=== Trecho do documento ===
Apesar de já ter feito várias viagens para cidades grandes, gosto muito de viagens ecológicas, pois estas nos proporcionam a possibilidade de inúmeras atividades, que nos fazem sentir verdadeiramente conectados à natureza. Essa experiência de proximidade costuma trazer uma sensação de paz e harmonia, nada mais coerente, já que isso deveria ser uma constante na vida dos humanos, que nada mais são do que parte integrante desse ecossistema.

Mas das coisas que fazemos nas viagens ecológicas, uma que mais gosto é fazer trilhas, e tive sorte de poder realizar várias. O melhor das trilhas sempre é o objetivo final, ou seja, chegar a algum lugar ou ponto especial, que nos recompensará pelo esforço empreendido na jornada. Esses lugares geralmente nos presenteiam com alguma paisagem deslumbrante, capaz de saciar a nossa sede de conquista, afinal, chegar ao nosso objetivo nos leva a esta incrível sensação, como se desbravadores fôssemos.

Praticamente todas as trilhas que já fiz posso dizer que foram divertidas ou especiais, e por isso gosto de relembrar. Mais recentemente tive a oportunidade de fazer uma trilha mista, ou seja, parte do trecho a pé e parte de bicicleta, o que foi inesperado e uma novidade rara. Inicialmente quando chegamos ao parque onde seria nossa caminhada, não imaginava que uma longa sessão de pedaladas me aguardava, então ao escolher o nosso objetivo, não havia outra alternativa para percorrer a extensa trilha a não ser pegar as bikes para começar nossa aventura, porém, a primeira coisa que me veio à mente foi: será que vou conseguir? Lembrei que a minha última pedalada de verdade havia sido no início da minha adolescência e senti um frio na espinha, confesso que hesitei, mas não podia recuar, então segui em frente e fui escolher a bike. Para a minha surpresa, vi que é mesmo verdade que nunca desaprendemos como andar de bicicleta, só não atentei para o freio quase ABS do pneu da frente, e para o fato de não alcançar totalmente o chão na hora da parada. E o resultado claro, foi uma bela queda depois das primeiras pedaladas, após uma freada brusca com o freio dianteiro. Mas, apesar do começo desastroso, conseguimos encontrar uma bike adequada para mim e partimos para conhecer mais uma bela cachoeira.

=== Linhas de dados ===
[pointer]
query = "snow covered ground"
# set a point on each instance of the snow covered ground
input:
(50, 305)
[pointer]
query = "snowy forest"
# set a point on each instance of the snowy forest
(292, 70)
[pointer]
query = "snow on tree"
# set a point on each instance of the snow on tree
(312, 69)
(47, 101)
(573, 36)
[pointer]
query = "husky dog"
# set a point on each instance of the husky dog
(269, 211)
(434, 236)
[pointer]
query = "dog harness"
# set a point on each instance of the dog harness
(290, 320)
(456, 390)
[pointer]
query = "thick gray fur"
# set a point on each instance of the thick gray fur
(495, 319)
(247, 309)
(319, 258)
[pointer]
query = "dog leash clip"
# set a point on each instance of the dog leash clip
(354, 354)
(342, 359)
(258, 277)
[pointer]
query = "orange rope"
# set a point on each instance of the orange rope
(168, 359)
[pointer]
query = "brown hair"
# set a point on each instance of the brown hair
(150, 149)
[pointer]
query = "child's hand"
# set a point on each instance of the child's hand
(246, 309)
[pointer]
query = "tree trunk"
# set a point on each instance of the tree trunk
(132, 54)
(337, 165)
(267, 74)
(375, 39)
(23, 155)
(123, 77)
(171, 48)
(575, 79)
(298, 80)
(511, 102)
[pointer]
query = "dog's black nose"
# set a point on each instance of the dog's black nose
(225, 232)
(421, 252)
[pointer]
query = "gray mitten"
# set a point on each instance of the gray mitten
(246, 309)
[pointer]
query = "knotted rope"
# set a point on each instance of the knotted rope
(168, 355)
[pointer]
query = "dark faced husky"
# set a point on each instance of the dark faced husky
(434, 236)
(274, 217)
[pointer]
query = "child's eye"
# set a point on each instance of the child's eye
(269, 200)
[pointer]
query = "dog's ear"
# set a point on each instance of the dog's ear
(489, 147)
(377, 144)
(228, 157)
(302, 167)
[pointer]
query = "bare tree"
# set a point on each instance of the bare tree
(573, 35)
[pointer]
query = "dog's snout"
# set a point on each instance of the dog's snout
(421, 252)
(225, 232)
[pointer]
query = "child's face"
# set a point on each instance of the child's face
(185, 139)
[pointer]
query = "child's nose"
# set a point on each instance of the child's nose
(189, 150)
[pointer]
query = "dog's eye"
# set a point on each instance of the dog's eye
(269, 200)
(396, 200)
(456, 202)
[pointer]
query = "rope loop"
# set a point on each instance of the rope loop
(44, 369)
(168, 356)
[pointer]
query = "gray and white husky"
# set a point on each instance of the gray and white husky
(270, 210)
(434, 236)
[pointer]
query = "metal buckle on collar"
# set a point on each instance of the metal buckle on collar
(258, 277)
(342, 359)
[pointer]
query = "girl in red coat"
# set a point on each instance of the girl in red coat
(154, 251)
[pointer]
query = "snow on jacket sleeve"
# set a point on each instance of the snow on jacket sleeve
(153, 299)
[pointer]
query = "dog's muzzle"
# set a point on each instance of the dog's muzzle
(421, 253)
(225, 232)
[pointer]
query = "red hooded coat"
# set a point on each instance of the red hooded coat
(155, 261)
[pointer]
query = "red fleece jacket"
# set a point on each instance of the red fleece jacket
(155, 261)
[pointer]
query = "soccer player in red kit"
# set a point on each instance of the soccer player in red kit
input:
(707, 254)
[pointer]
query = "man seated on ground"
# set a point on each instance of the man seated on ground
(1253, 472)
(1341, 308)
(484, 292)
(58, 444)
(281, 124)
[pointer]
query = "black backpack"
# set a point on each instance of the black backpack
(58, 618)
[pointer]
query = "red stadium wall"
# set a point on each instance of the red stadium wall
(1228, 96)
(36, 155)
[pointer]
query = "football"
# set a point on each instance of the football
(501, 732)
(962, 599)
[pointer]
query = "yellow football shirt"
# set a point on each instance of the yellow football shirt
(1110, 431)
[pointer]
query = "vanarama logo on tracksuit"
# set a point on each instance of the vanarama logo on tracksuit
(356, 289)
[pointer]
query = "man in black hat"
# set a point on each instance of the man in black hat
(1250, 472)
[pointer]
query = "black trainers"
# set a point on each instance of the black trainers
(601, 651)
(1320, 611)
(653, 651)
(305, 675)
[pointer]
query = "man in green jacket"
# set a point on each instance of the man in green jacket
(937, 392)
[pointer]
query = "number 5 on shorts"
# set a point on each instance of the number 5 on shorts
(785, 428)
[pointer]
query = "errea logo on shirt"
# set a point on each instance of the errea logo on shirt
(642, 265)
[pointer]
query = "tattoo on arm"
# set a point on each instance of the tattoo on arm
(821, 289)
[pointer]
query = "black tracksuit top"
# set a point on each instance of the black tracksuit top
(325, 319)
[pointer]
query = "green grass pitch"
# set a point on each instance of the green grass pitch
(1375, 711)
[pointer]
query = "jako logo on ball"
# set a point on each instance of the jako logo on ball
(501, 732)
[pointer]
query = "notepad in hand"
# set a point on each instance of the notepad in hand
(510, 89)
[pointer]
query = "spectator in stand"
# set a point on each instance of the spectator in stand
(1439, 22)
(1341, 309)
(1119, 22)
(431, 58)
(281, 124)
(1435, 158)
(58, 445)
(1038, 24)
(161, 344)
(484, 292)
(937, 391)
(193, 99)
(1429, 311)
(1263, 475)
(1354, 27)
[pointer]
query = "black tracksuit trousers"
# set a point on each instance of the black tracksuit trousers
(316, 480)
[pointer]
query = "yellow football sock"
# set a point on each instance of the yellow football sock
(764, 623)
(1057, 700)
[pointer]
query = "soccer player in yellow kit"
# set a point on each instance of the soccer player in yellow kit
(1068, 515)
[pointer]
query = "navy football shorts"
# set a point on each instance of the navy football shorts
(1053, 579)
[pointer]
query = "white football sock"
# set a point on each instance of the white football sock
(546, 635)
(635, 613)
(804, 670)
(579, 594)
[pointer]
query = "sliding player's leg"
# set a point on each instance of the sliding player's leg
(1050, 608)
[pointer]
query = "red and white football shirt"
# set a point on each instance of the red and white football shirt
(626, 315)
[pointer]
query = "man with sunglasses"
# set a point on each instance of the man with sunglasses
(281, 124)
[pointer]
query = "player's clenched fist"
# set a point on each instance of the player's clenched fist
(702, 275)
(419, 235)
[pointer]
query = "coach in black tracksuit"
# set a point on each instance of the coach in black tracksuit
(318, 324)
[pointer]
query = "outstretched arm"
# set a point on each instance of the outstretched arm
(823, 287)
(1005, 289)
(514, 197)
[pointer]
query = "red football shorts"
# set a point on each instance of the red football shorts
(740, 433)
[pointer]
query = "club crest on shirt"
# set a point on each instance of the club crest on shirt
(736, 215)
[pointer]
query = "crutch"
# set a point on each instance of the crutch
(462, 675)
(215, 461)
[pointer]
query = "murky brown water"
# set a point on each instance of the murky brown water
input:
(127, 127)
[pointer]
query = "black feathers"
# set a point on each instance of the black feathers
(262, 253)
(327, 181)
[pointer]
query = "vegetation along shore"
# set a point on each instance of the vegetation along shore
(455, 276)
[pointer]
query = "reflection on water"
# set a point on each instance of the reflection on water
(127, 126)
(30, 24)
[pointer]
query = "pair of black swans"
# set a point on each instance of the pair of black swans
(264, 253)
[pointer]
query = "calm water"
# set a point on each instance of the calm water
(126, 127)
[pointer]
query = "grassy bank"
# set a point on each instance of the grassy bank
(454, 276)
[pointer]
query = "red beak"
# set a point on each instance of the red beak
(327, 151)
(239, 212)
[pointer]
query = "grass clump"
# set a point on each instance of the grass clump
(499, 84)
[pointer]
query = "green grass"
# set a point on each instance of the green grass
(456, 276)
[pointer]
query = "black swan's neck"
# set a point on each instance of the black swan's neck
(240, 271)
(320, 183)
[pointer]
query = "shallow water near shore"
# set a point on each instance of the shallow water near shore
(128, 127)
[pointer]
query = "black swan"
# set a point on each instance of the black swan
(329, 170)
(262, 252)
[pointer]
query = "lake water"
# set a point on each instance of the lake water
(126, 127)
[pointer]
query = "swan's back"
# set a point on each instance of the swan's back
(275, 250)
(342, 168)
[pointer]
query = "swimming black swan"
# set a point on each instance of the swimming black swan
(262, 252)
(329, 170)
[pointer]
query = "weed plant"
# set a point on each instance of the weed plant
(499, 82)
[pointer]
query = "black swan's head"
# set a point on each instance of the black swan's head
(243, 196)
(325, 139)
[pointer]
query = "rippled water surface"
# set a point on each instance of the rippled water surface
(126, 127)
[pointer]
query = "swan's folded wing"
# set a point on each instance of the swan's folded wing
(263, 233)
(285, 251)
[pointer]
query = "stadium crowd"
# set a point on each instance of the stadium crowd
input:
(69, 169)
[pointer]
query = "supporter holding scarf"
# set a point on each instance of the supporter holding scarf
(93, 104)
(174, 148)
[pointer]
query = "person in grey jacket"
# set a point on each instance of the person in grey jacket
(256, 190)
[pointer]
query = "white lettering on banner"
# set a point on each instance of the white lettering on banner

=== Instruções dos exercícios ===
1/ Responda com base no relato sobre trilhas:
(a) Qual é a atividade das viagens ecológicas de que quem narra mais gosta?
(b) Como foi feita a trilha mista?
(c) Quando tinha sido a última pedalada de verdade de quem narra?
2/ Diga se cada afirmação combina com o relato sobre trilhas e cite as palavras dele que resolvem a questão.
(a) Quem narra nunca viajou para cidades grandes.
(b) A queda da bicicleta veio depois de uma freada com o freio traseiro.
(c) O destino da trilha mista era uma cachoeira.
3/ No relato sobre trilhas, liste tudo o que vem expresso com as palavras "sentir", "senti" ou "sensação".

=== Respostas dos exercícios ===
1/
(a) Fazer trilhas.
(b) Parte do trecho foi feita a pé e parte de bicicleta.
(c) No início da adolescência.

2/
(a) Não: "Apesar de já ter feito várias viagens para cidades grandes".
(b) Não: "após uma freada brusca com o freio dianteiro".
(c) Sim: "partimos para conhecer mais uma bela cachoeira".

3/
- Sentir-se verdadeiramente conectados à natureza
- Sensação de paz e harmonia
- Incrível sensação, como se desbravadores fôssemos
- Frio na espinha